··· Given text ···

If a put operation would increase the number of objects in the cache beyond the size limit, the cached object that was least-recently accessed (by either a put or get operation) is removed to make room for it.

putting a duplicate key into the cache should update the associated object (and make this item most-recently accessed).

Both the get and put operations should resolve within constant (O(1)) time.

Add automated tests to support the functionality.

My plan was to implement a solution to this challenge, in as many of the languages mentioned on my CV as possible in a single sitting.

But first, a little Data Structures & Algorithms theory:

The Theory

Simple case with O(n) complexity

The simplest way to implement such a cache might be as follows:

Use a linear data structure like an array or linked list to store cached items.
On get, iterate through the list to try to find the matching item.
- If found: move it to the head of the list, then return it.
On put, first check if it already exists in the list as with get:
- If it already exists, update it and move it to the head of the list.
- Otherwise, insert it as a new item at the head of the list.
  - If this would increase the size of the list beyond the permitted limit, pop and discard the item at the tail of the list.

Illustration of a simple Cache class with a linked list data structure containing three items, referenced from the class by its head item. It has 'get' and 'put' methods. — It’s simple, elegant and totally the kind of thing I’d accept if I were recruiting for a junior or graduate developer. But we can do better.

The problem with this approach is that it fails the requirement that the methods “should resolve within constant (O(1)) time”³.

Of particular concern is the fact that any operation which might need to re-sort the list to put the just-accessed item at the top ⁴. Let’s try another design:

Achieving O(1) time complexity

Here’s another way to implement the cache:

Retain cache items in a doubly-linked list, with a pointer to both the head and tail
Add a hash map (or similar language-specific structure) for fast lookups by cache key
On get, check the hash map to see if the item exists.
- If so, return it and promote it to the head (as described below).
On put, check the hash map to see if the item exists.
- If so, promote it to the head (as described below).
- If not, insert it at the head by:
  - Updating the prev of the current head item and then pointing the head to the new item (which will have the old head item as its next), and
  - Adding it to the hash map.
  - If the number of items in the hash map would exceed the limit, remove the tail item from the hash map, point the tail at the tail item’s prev, and unlink the expired tail item from the new tail item’s next.
To promote an item to the head of the list:
1. Follow the item’s prev and next to find its siblings and link them to one another (removes the item from the list).
2. Point the promoted item’s next to the current head, and the current head‘s prev to the promoted item.
3. Point the head of the list at the promoted item.

Illustration of a more-sophisticated Cache class with a doubly-linked list data structure containing three items, referenced from the class by its head and tail item. It has 'get' and 'put' methods. It also has a separate hash map indexing each cached item by its key. — Looking at a plate of pointer-spaghetti makes me strangely hungry.

It’s important to realise that this alternative implementation isn’t better. It’s just different: the “right” solution depends on the use-case⁵.

The Implementation

That’s enough analysis and design. Time to write some code.

Picking a handful of the more-useful languages on my CV⁶, I opted to implement in:

Ruby (with RSpec for testing and Rubocop for linting)
PHP (with PHPUnit for testing)
TypeScript (running on Node, with Jest for testing)
Java (with JUnit for testing)
Go (which isn’t really an object-oriented language but acts a bit like one, amirite?)

··· Input for this task ···

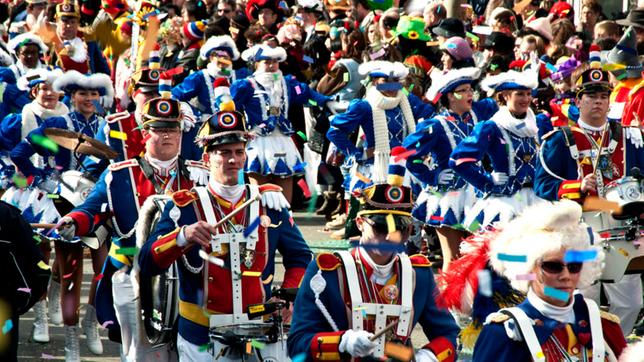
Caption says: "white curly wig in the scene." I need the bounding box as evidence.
[490,200,604,292]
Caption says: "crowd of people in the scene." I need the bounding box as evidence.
[0,0,644,361]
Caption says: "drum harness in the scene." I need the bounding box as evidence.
[193,185,261,328]
[560,122,626,197]
[311,250,414,357]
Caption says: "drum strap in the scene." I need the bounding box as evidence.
[584,298,606,361]
[499,307,546,362]
[337,250,414,356]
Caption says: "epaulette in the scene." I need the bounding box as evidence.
[599,310,620,324]
[107,159,139,171]
[486,313,510,323]
[172,190,199,207]
[259,184,282,194]
[409,254,432,268]
[184,160,208,170]
[105,111,130,123]
[541,129,559,141]
[315,253,342,271]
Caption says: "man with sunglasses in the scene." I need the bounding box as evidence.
[534,58,644,335]
[288,163,459,361]
[58,97,207,361]
[139,104,311,361]
[470,200,626,362]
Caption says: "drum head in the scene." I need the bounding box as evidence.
[139,264,178,346]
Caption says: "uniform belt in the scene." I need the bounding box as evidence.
[179,300,210,328]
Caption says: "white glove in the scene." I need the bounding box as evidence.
[438,168,456,185]
[415,348,438,362]
[338,329,376,357]
[492,171,509,186]
[624,127,644,148]
[58,216,76,240]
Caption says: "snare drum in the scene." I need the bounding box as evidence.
[210,322,290,362]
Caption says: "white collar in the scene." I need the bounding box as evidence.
[528,288,575,324]
[208,177,246,205]
[577,118,606,132]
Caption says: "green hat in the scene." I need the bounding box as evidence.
[396,16,432,41]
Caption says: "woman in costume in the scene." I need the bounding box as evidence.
[403,68,498,267]
[11,70,114,361]
[449,69,540,230]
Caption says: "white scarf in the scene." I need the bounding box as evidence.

···

> **Request 1**:
Does each statement agree with the cache implementation text? Answer yes or no for each, quoting the words of the text that decide it.
(a) In the simple design, an item found on get is moved to the head of the list.
(b) The author calls the doubly-linked list with a hash map a better implementation than the simple one.
(c) The TypeScript version uses Jest for testing.
> **Request 2**:
Copy out the lines of the listing, starting at the line that contains "strap in the" and stopping after the line that contains "[396,16,432,41]".

> **Finished answer 1**:
(a) Yes: "If found: move it to the head of the list, then return it."
(b) No: "It’s important to realise that this alternative implementation isn’t better."
(c) Yes: "TypeScript (running on Node, with Jest for testing)"

> **Finished answer 2**:
Caption says: "drum strap in the scene." I need the bounding box as evidence.
[584,298,606,361]
[499,307,546,362]
[337,250,414,356]
Caption says: "epaulette in the scene." I need the bounding box as evidence.
[599,310,620,324]
[107,159,139,171]
[486,313,510,323]
[172,190,199,207]
[259,184,282,194]
[409,254,432,268]
[184,160,208,170]
[105,111,130,123]
[541,129,559,141]
[315,253,342,271]
Caption says: "man with sunglasses in the scene." I need the bounding box as evidence.
[534,58,644,335]
[288,163,459,361]
[58,97,207,361]
[139,104,311,361]
[470,200,626,362]
Caption says: "drum head in the scene." I need the bounding box as evidence.
[139,264,178,346]
Caption says: "uniform belt in the scene." I need the bounding box as evidence.
[179,300,210,328]
Caption says: "white glove in the scene." I need the bounding box as evidence.
[438,168,456,185]
[415,348,438,362]
[338,329,376,357]
[492,171,509,186]
[624,127,644,148]
[58,216,76,240]
Caption says: "snare drum in the scene." I need the bounding box as evidence.
[210,322,290,362]
Caption says: "white collar in the scene." I need the bounding box as evidence.
[528,288,575,324]
[208,177,246,205]
[577,118,606,132]
Caption says: "green hat in the scene." I need the bounding box as evidence.
[396,16,432,41]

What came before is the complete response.